▸ EXERCISE MATERIALS:
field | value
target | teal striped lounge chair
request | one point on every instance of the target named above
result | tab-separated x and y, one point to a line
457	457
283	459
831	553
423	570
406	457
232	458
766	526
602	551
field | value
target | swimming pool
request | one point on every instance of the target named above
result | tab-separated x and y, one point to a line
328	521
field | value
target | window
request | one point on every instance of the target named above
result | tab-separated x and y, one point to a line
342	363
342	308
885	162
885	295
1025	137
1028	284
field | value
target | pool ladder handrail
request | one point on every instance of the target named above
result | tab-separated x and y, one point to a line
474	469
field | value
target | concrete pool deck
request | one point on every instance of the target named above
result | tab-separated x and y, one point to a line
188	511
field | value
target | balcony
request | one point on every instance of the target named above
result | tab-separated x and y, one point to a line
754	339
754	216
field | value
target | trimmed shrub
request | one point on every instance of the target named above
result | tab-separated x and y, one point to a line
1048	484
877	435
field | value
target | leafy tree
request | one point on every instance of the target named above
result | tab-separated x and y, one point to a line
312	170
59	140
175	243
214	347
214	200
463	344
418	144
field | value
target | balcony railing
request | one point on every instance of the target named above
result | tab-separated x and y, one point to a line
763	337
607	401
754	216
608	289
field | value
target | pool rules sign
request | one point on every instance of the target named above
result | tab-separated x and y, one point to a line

--

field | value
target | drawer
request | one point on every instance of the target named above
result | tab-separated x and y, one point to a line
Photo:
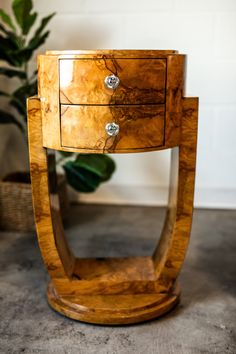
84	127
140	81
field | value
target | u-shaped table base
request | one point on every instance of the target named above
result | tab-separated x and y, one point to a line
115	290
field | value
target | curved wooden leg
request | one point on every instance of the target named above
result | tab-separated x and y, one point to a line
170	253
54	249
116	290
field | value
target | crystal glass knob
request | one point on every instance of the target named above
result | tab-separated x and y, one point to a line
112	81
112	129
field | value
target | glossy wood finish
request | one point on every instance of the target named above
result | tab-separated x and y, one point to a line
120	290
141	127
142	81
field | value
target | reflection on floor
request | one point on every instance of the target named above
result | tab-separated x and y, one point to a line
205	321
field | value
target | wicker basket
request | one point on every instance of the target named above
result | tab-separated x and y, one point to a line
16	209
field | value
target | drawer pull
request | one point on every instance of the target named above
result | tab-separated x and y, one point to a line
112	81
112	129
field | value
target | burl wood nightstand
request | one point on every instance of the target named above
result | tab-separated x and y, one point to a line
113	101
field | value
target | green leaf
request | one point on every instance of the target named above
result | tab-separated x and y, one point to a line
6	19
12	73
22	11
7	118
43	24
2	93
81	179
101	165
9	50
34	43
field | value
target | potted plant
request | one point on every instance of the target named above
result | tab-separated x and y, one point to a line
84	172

▸ THE TASK: For the word "pool", tally the lines above that hold it and answer with the number alone.

▸ RESPONSE FOR THIS EXERCISE: 4